To become a “Digital Nation and Smart Island” – this is Taiwan’s vision for national development. The Smart Living Technology Research Center (SLTRC), led by Dr. Pao-Ann Hsiung (Professor of National Chung Cheng University’s Computer Science and Information Engineering Department) is dedicated to researching technology applications for smart living. They have also extended their international research contacts to include India, a major country for IT. The SLTRC shares laboratories with local universities in India, and is helping to make links between the Taiwanese and Indian industrial chains, to develop innovation and entrepreneurship.
Dr. Hsiung, who grew up in India, is superbly familiar with the technological development, the academic research environment, and the customs and cultures of India. He has also been awarded as an honorary professor of India’s Amity University. In this interview with the Ministry of Science and Technology Center for Global Affairs and Science Engagement (MOST GASE), he shared highlight technologies from the research team, as well as his collaborations with Indian universities.

=====

*Tasks to carry out:*
(a) In the text about the Smart Living Technology Research Center, reproduce word for word everything from "Dr. Hsiung, who" up to and including "with Indian universities.".
(b) According to the text about the Smart Living Technology Research Center, which aspects of India is Dr. Hsiung superbly familiar with?

=====

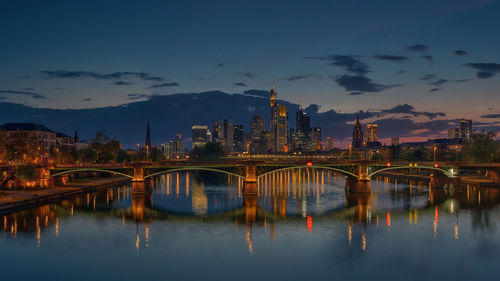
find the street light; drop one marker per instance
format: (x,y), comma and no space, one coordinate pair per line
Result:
(137,152)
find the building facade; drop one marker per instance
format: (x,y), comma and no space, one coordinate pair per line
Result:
(278,125)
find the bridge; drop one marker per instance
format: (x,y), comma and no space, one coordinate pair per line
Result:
(358,173)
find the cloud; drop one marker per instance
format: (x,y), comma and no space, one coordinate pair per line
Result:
(297,77)
(59,74)
(484,70)
(460,53)
(136,96)
(360,83)
(391,58)
(257,93)
(409,109)
(247,74)
(123,83)
(418,48)
(428,58)
(350,63)
(426,77)
(24,93)
(439,82)
(239,84)
(163,85)
(491,116)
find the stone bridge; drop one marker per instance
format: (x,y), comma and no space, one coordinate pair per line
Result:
(358,173)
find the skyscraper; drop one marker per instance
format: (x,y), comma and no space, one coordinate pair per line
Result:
(329,144)
(316,139)
(357,135)
(201,135)
(228,135)
(257,127)
(371,132)
(238,138)
(148,137)
(453,133)
(302,134)
(278,125)
(465,129)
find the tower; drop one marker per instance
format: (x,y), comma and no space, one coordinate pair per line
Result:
(278,125)
(148,137)
(357,135)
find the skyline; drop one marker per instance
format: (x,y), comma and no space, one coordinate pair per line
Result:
(433,57)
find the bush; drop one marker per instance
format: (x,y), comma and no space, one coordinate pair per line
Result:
(25,172)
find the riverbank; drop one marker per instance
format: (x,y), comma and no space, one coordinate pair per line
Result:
(465,180)
(15,200)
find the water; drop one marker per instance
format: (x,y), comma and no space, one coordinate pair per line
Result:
(302,226)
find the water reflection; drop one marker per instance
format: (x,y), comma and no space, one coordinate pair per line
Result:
(307,198)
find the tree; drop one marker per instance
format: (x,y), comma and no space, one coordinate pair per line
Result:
(25,172)
(123,156)
(481,148)
(396,153)
(208,151)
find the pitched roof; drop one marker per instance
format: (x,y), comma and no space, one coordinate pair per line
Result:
(25,127)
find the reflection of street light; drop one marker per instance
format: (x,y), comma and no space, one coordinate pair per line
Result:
(435,148)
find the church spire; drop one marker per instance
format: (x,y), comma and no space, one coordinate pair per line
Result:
(148,137)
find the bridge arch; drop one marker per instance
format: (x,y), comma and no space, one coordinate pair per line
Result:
(448,174)
(90,170)
(343,172)
(193,169)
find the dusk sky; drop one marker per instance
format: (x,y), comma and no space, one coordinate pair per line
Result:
(437,56)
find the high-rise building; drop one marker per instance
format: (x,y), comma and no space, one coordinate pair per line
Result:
(217,132)
(316,139)
(371,132)
(302,134)
(201,135)
(329,144)
(257,126)
(238,138)
(357,135)
(228,135)
(453,133)
(465,129)
(394,141)
(278,125)
(148,137)
(173,148)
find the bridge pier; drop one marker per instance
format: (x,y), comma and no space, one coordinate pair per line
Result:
(362,183)
(250,182)
(250,204)
(354,185)
(362,202)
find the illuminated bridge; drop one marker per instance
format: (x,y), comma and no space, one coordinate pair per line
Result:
(358,173)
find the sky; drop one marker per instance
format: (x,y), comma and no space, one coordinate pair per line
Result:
(436,56)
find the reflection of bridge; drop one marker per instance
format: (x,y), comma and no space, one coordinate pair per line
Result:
(359,173)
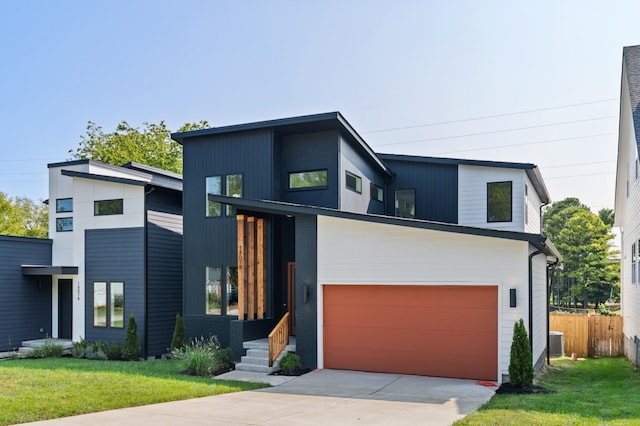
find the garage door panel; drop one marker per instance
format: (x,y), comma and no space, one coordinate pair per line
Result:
(448,331)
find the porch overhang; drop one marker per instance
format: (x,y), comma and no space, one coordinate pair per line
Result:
(47,270)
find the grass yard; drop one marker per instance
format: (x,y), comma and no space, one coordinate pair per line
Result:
(40,389)
(591,392)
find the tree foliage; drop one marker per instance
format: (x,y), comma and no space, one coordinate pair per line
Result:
(584,241)
(520,362)
(20,216)
(151,145)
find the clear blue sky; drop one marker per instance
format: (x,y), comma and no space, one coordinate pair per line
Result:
(403,65)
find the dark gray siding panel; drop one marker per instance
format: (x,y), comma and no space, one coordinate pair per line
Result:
(436,189)
(115,255)
(164,279)
(306,285)
(305,152)
(25,302)
(353,162)
(212,241)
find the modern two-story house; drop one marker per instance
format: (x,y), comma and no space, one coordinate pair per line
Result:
(627,199)
(115,249)
(382,262)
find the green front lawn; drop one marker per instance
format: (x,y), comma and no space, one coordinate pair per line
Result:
(601,391)
(39,389)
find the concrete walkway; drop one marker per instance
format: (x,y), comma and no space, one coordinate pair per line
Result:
(317,398)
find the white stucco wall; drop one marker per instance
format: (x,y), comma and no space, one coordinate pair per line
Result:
(68,247)
(358,252)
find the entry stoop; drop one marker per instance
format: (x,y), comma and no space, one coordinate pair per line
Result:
(257,357)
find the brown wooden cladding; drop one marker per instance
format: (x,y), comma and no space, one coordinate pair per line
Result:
(252,287)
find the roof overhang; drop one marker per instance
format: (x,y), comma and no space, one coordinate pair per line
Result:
(48,270)
(291,209)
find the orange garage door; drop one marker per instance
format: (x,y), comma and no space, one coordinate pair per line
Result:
(445,331)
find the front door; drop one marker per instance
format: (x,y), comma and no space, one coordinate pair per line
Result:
(65,308)
(291,296)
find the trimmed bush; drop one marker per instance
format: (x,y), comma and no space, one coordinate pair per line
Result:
(520,363)
(200,358)
(131,347)
(179,340)
(48,350)
(289,363)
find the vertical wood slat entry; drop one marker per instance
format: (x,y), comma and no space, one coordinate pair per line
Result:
(252,287)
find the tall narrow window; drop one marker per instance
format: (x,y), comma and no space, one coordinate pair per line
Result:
(100,304)
(405,203)
(116,302)
(310,179)
(353,182)
(233,188)
(64,205)
(214,187)
(499,200)
(213,290)
(107,207)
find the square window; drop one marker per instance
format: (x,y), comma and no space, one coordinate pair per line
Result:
(64,205)
(499,200)
(108,207)
(353,182)
(405,203)
(214,187)
(308,180)
(64,224)
(377,193)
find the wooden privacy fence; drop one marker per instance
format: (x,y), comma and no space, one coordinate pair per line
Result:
(589,335)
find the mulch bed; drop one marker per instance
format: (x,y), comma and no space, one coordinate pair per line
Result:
(298,372)
(509,389)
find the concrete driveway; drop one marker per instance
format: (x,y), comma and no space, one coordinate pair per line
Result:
(316,398)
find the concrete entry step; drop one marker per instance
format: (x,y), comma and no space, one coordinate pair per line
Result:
(257,357)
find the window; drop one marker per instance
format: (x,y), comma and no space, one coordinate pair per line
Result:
(213,289)
(116,302)
(107,207)
(376,192)
(221,299)
(310,179)
(499,200)
(233,188)
(353,182)
(109,312)
(100,304)
(214,187)
(406,203)
(64,224)
(64,205)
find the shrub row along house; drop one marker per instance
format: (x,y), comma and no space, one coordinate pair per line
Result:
(383,262)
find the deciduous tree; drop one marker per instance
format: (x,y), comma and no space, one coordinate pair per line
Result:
(151,145)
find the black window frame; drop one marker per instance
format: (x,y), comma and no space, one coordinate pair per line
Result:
(60,210)
(350,177)
(395,201)
(60,220)
(491,216)
(373,188)
(96,203)
(310,187)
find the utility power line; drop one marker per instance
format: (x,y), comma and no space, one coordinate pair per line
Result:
(484,117)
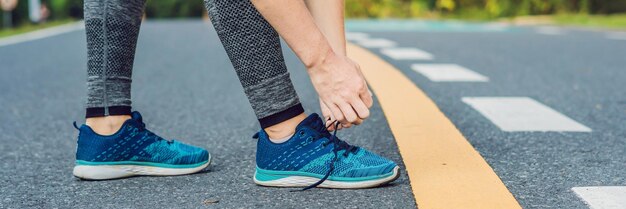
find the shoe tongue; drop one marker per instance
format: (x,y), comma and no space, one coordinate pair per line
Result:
(313,121)
(136,116)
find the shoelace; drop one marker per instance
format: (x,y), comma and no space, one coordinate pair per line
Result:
(142,127)
(338,146)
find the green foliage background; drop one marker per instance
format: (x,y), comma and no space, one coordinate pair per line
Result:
(472,9)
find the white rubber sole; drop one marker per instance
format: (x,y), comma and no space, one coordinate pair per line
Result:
(104,172)
(303,181)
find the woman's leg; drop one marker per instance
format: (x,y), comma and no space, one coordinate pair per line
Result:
(254,49)
(112,28)
(115,143)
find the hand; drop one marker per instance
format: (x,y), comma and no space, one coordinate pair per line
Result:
(342,89)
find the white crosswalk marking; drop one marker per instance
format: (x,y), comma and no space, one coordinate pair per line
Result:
(523,114)
(407,54)
(616,35)
(546,30)
(448,73)
(605,197)
(356,36)
(376,43)
(43,33)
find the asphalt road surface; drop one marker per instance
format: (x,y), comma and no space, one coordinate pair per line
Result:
(186,88)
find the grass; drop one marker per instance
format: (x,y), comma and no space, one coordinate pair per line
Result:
(616,21)
(31,27)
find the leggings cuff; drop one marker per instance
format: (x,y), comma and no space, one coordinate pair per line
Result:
(281,116)
(113,110)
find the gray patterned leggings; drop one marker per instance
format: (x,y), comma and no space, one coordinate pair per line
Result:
(252,45)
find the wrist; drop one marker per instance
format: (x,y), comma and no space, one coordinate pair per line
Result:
(324,54)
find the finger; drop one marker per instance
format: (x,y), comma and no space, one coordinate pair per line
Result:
(337,114)
(366,97)
(349,114)
(362,111)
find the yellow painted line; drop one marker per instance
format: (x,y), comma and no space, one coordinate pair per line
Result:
(444,169)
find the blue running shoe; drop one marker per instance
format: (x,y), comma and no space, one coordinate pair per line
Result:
(133,151)
(315,158)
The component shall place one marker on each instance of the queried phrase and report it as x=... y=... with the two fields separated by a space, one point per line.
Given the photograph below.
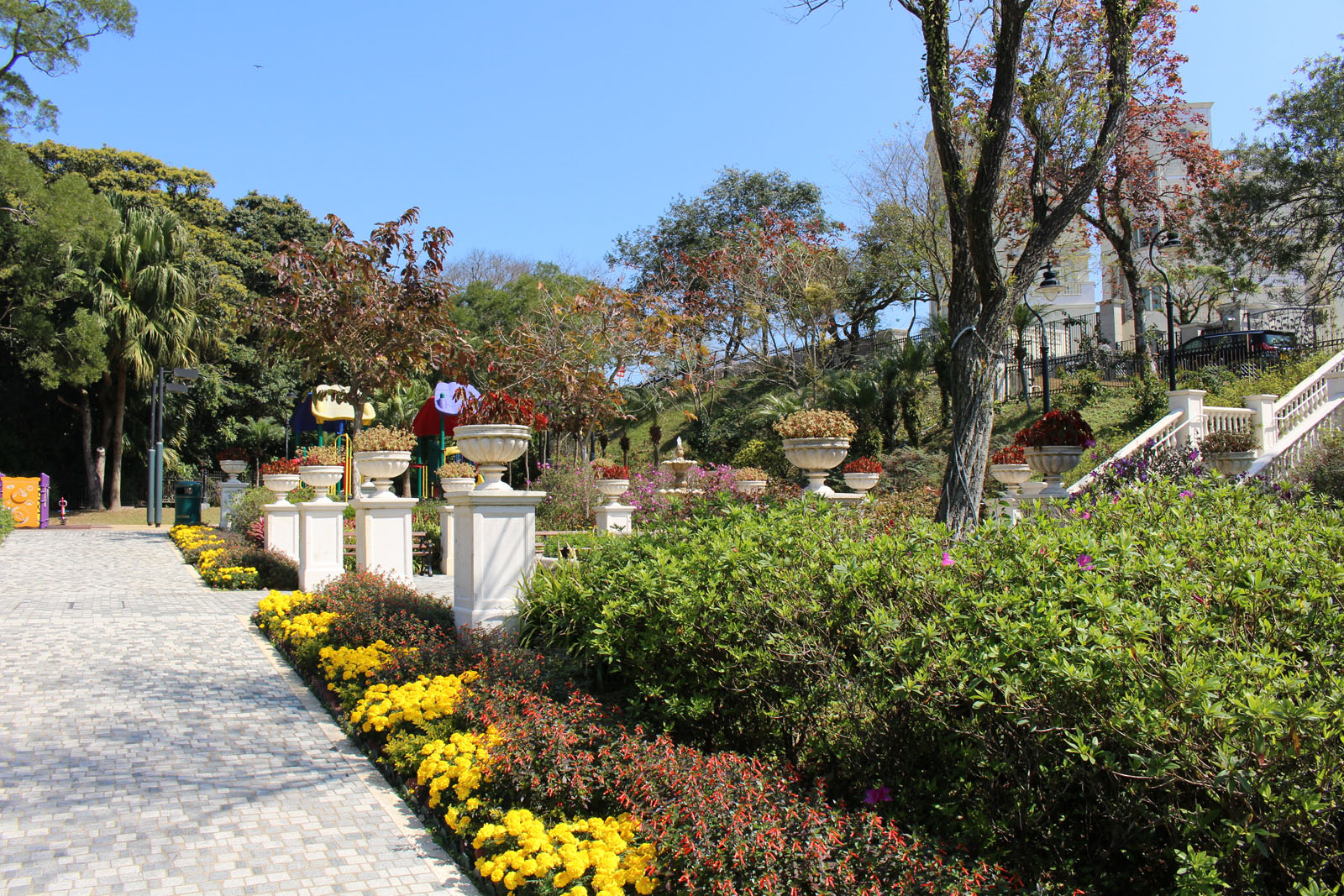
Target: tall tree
x=47 y=36
x=145 y=296
x=365 y=313
x=1012 y=89
x=1285 y=208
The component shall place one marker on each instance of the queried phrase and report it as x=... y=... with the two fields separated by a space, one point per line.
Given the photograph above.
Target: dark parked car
x=1238 y=348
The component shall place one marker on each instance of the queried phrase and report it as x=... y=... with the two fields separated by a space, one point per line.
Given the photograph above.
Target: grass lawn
x=129 y=516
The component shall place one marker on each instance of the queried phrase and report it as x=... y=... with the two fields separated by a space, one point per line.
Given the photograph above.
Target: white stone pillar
x=617 y=519
x=447 y=543
x=228 y=492
x=282 y=528
x=1263 y=426
x=495 y=535
x=322 y=543
x=1334 y=385
x=1189 y=402
x=383 y=535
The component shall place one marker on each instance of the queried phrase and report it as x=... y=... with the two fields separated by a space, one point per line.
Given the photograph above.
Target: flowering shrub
x=1225 y=443
x=456 y=469
x=385 y=438
x=1010 y=454
x=862 y=465
x=226 y=562
x=1057 y=427
x=609 y=470
x=605 y=810
x=501 y=409
x=323 y=456
x=1074 y=696
x=806 y=425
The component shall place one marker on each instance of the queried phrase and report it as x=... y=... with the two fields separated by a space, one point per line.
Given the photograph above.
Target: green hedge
x=1144 y=696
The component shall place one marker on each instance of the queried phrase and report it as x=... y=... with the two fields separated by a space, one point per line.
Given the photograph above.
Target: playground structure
x=27 y=499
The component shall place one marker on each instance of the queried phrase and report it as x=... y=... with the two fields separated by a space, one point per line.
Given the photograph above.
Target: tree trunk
x=1147 y=364
x=972 y=425
x=118 y=418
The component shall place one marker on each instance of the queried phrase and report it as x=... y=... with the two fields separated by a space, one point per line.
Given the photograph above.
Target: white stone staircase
x=1285 y=429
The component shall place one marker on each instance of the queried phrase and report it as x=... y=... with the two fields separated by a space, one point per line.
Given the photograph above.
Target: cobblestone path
x=151 y=741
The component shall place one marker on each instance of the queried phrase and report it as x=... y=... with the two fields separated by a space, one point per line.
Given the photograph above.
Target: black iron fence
x=1117 y=367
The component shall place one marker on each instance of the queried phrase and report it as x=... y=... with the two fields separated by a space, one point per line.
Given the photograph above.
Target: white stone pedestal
x=495 y=550
x=322 y=543
x=617 y=519
x=228 y=492
x=383 y=535
x=447 y=543
x=282 y=528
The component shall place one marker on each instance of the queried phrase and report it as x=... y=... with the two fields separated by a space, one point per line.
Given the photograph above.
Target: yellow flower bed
x=601 y=851
x=383 y=705
x=347 y=664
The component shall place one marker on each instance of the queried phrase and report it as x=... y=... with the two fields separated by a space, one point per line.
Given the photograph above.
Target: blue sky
x=543 y=129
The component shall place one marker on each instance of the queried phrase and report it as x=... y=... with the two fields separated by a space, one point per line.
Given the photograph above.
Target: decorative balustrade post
x=495 y=551
x=322 y=542
x=1263 y=426
x=1191 y=403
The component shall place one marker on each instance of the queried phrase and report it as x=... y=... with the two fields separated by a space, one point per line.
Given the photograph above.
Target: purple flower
x=875 y=795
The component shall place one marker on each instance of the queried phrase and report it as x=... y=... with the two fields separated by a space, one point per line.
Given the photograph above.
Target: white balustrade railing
x=1308 y=396
x=1162 y=434
x=1328 y=416
x=1227 y=419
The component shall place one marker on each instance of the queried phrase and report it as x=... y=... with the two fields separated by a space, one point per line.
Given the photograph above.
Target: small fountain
x=679 y=465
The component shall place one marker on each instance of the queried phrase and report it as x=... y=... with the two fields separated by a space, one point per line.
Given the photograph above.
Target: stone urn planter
x=281 y=484
x=457 y=484
x=816 y=457
x=382 y=468
x=492 y=446
x=322 y=477
x=862 y=483
x=233 y=469
x=1231 y=463
x=1054 y=461
x=613 y=490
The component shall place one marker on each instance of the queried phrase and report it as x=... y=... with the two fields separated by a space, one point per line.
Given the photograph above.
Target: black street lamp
x=1162 y=242
x=1048 y=288
x=155 y=506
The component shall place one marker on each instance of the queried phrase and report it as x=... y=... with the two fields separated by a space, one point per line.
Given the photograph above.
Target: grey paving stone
x=155 y=745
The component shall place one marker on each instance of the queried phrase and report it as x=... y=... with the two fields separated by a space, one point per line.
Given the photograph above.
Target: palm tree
x=145 y=295
x=1021 y=320
x=257 y=432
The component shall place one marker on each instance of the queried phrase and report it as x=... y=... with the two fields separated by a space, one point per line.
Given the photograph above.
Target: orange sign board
x=24 y=497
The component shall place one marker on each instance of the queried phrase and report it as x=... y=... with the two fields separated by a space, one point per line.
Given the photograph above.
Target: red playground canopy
x=428 y=421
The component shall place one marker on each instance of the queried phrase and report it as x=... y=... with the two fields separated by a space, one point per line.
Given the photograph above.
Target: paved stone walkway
x=151 y=741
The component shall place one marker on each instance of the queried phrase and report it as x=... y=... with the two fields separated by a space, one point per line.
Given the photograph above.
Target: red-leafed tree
x=366 y=313
x=1005 y=83
x=1139 y=191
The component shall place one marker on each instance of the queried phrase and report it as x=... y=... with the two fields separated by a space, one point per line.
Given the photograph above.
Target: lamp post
x=1048 y=288
x=1162 y=242
x=155 y=506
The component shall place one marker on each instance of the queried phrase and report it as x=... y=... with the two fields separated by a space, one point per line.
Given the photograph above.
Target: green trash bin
x=186 y=503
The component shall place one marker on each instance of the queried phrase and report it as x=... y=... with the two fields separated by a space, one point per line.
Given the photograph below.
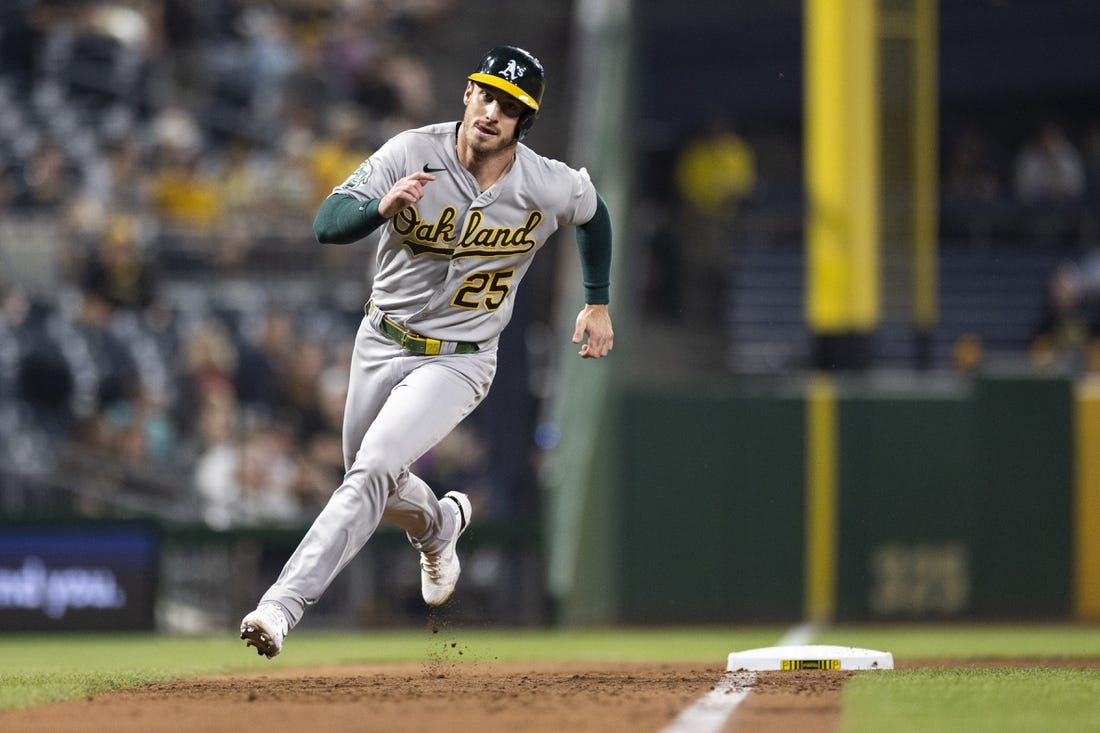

=====

*Expected responses:*
(a)
Dr. Hsiung, who grew up in India, is superbly familiar with the technological development, the academic research environment, and the customs and cultures of India. He has also been awarded as an honorary professor of India’s Amity University. In this interview with the Ministry of Science and Technology Center for Global Affairs and Science Engagement (MOST GASE), he shared highlight technologies from the research team, as well as his collaborations with Indian universities.

(b)
- The technological development
- The academic research environment
- The customs and cultures of India